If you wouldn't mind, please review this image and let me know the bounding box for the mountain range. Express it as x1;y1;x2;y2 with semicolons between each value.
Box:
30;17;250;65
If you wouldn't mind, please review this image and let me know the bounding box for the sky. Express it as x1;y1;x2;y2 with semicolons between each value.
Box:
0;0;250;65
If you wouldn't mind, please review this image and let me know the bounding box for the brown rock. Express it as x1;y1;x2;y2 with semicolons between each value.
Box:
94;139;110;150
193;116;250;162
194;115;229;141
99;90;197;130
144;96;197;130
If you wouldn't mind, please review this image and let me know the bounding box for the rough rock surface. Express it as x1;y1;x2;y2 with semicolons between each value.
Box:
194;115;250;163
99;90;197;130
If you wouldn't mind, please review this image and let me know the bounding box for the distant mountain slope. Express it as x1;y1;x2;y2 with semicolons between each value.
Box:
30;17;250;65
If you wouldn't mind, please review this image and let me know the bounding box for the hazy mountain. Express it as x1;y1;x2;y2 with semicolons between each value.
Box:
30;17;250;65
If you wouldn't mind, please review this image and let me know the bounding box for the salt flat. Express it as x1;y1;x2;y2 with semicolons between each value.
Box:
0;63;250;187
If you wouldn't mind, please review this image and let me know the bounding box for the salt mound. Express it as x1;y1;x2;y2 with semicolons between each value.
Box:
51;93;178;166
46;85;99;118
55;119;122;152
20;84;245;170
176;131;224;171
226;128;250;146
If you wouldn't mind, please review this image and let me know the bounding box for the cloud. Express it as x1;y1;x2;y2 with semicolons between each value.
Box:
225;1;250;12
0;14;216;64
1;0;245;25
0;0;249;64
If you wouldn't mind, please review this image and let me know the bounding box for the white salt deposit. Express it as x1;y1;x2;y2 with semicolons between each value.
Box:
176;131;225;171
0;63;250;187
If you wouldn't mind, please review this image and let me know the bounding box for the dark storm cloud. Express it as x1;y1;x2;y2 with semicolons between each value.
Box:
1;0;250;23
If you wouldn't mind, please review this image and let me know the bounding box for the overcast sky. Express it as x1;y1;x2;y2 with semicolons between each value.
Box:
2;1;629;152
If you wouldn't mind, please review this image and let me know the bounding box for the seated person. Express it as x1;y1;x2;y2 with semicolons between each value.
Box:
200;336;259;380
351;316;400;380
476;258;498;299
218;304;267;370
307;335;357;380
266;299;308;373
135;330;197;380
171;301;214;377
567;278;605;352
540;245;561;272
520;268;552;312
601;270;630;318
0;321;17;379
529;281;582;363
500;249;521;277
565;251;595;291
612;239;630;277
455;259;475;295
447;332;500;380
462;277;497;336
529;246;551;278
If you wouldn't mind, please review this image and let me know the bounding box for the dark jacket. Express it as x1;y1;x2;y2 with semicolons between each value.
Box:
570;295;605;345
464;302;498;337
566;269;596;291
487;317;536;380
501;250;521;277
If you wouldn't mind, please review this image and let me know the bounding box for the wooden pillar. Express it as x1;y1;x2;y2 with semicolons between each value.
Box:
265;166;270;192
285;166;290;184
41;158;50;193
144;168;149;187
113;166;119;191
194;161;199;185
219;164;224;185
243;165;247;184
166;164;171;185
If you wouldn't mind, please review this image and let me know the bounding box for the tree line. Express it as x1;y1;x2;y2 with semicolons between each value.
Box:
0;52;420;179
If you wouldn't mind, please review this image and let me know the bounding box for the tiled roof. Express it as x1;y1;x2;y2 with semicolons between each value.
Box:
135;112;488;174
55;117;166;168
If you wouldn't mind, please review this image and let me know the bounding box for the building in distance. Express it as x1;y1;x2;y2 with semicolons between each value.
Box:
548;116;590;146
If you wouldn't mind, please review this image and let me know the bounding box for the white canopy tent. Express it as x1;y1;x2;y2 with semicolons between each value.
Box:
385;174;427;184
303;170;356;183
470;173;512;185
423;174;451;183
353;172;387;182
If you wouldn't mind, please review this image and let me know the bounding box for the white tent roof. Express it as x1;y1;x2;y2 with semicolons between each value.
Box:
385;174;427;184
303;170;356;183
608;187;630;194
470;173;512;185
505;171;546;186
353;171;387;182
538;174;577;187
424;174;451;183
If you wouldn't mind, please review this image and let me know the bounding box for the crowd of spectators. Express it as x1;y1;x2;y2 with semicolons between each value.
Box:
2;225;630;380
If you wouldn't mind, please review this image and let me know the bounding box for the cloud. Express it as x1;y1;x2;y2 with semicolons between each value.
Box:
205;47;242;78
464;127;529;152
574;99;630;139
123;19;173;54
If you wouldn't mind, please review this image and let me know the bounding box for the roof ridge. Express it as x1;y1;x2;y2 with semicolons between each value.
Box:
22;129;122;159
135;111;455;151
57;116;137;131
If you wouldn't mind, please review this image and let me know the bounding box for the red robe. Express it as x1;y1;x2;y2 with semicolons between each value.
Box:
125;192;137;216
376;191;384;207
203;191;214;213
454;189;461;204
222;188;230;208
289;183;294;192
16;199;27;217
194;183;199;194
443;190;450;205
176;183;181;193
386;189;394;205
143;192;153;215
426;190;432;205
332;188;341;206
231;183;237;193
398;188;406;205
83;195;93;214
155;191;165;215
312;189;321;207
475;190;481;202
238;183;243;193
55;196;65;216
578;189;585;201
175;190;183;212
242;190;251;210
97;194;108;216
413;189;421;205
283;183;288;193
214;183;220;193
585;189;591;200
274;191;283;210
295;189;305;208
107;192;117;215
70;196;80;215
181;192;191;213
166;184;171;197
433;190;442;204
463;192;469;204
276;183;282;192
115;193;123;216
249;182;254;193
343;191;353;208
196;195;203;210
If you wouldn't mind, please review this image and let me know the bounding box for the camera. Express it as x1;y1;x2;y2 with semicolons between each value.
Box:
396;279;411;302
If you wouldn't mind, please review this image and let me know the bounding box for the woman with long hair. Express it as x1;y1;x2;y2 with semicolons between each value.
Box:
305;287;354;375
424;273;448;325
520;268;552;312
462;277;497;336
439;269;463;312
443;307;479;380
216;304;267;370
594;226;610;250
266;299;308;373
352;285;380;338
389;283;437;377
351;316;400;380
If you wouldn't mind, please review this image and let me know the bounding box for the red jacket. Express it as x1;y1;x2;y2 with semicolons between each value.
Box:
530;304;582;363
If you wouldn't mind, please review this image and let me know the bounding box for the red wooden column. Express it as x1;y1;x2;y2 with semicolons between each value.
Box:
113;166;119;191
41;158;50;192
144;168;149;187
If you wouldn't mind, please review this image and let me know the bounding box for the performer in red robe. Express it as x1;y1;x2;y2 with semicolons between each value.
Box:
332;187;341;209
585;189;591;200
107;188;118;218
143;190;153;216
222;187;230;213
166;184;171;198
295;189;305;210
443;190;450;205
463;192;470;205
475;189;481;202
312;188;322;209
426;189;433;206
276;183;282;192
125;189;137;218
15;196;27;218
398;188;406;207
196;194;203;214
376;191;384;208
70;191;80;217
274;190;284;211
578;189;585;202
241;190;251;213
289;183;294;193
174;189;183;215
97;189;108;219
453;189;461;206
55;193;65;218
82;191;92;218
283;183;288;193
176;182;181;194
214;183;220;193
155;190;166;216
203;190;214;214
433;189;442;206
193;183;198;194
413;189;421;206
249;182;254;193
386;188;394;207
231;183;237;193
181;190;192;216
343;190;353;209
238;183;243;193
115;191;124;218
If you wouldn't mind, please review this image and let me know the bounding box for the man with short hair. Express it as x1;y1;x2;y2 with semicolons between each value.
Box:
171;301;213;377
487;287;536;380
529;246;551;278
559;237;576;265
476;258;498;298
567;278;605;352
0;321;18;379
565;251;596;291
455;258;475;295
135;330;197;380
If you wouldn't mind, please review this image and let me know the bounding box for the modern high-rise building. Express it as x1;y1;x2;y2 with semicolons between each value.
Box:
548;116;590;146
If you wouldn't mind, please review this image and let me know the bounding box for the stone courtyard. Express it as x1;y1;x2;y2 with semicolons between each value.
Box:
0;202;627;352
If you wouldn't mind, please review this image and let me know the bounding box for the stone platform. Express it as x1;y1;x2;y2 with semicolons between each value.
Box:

**PROBLEM TO SOLVE**
Read the entries above, then pull out the lines that include "dark".

**THE ANSWER**
If you wouldn't mind, please review this image and let me know the bounding box for the dark storm cloud. Express it as x1;y1;x2;y2 with semicolons between each value.
If you wouldn't mind, please review this image and let me know the bounding box for the dark jacket. Express it as x1;y1;x2;y2 with semicolons between each value.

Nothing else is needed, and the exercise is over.